Point annotation records:
= = = = = = =

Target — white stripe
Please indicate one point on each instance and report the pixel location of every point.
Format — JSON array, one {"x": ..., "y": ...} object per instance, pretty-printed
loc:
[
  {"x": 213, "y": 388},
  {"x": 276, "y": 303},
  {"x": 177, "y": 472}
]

= = = = = = =

■ WHAT TO WORK ON: Rewrite the items above, changing "instance" to "occurrence" and leaving everything else the same.

■ FINAL RESULT:
Target — white stripe
Please indicate one point on each occurrence and report the pixel location of every point.
Format — JSON array, one {"x": ..., "y": ...} object per occurrence, pretty-printed
loc:
[
  {"x": 213, "y": 388},
  {"x": 276, "y": 303},
  {"x": 177, "y": 472}
]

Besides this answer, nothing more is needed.